Written exercise: Swap "mosque dome" for "minaret" in the material from its start through the line containing "0L118 0L117 1L117", keeping everything else unchanged. Return only those lines.

Stored records

########

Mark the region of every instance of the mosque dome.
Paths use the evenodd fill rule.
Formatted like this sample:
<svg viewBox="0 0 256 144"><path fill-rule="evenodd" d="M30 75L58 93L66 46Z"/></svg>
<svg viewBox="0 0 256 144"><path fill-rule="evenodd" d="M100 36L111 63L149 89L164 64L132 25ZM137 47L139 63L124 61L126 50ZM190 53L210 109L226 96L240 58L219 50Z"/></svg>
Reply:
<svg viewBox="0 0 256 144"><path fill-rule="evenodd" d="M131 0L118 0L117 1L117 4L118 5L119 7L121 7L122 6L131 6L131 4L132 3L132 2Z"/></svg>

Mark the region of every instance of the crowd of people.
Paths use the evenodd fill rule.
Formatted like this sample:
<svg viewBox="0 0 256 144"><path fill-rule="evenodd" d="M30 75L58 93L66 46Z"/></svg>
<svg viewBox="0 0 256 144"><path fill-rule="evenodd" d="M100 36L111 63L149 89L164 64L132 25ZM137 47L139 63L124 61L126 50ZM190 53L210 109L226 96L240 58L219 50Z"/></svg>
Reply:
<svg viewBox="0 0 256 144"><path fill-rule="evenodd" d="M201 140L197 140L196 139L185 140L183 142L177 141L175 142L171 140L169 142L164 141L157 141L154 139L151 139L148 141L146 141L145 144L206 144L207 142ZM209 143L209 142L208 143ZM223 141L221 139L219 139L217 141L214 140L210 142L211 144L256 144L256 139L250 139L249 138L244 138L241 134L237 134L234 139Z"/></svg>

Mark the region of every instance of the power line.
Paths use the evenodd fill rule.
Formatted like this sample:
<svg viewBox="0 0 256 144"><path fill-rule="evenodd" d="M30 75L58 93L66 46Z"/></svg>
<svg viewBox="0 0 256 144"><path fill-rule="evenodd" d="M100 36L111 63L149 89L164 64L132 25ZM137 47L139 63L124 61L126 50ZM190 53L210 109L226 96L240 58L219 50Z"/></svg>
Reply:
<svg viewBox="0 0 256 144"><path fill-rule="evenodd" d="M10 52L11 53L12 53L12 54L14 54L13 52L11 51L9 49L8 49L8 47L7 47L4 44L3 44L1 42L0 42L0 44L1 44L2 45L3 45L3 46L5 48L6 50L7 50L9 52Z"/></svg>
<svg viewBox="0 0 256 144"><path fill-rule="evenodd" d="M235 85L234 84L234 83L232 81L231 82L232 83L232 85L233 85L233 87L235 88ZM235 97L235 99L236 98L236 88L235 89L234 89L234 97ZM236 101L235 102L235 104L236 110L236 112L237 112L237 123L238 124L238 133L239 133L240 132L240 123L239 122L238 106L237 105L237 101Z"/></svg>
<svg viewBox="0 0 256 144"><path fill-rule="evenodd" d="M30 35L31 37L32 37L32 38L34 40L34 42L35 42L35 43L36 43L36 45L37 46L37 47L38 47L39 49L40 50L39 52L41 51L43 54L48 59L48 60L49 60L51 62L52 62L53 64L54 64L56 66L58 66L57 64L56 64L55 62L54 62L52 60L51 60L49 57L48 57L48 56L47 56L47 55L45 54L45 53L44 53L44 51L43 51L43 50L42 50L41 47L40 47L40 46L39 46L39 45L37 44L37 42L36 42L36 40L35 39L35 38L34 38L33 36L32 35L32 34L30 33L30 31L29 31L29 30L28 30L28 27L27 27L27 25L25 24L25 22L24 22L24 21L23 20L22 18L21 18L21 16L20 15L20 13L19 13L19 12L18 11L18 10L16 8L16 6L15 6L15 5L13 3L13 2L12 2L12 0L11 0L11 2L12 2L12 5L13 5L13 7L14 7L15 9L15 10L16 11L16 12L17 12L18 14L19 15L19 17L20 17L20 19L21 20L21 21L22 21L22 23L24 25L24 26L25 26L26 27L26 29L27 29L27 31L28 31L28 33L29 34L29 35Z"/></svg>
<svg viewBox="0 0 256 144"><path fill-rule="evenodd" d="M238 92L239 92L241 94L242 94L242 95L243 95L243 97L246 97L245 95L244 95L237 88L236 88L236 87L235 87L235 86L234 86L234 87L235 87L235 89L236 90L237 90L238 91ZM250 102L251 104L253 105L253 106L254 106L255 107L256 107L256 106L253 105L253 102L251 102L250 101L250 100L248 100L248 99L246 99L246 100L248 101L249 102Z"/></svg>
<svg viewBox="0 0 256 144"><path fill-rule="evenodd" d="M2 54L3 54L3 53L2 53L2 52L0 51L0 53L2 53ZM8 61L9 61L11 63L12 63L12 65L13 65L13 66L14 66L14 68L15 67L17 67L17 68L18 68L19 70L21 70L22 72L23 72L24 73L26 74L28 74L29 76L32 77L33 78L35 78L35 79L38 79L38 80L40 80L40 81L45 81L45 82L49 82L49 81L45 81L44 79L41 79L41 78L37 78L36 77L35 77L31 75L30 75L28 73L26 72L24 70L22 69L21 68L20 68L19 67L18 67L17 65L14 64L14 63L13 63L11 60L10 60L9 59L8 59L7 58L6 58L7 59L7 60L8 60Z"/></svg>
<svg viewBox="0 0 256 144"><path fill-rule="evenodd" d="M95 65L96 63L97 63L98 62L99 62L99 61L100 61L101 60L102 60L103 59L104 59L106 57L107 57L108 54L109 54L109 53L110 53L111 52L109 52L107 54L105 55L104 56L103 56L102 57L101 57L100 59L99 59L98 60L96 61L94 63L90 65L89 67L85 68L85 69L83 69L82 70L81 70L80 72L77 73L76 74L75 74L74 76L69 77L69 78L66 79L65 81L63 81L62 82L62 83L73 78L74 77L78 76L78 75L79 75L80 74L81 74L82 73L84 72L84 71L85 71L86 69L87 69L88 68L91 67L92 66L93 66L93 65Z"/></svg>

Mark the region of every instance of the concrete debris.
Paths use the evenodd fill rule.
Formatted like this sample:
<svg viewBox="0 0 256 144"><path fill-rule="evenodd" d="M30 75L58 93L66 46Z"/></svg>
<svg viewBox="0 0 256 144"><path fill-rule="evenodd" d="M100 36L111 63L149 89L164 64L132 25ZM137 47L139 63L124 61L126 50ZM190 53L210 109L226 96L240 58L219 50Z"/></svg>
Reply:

########

Solution to this problem:
Mark the region of every instance of the minaret.
Paths use the evenodd fill rule.
Formatted like this sample:
<svg viewBox="0 0 256 144"><path fill-rule="evenodd" d="M30 75L58 93L66 46Z"/></svg>
<svg viewBox="0 0 256 144"><path fill-rule="evenodd" d="M100 36L111 63L149 89L164 64L132 25ZM137 47L139 63L124 61L126 50ZM190 53L210 109L226 96L240 58L219 50Z"/></svg>
Reply:
<svg viewBox="0 0 256 144"><path fill-rule="evenodd" d="M131 0L118 0L117 1L117 4L118 5L119 7L121 7L122 6L131 6L131 4L132 3L132 2Z"/></svg>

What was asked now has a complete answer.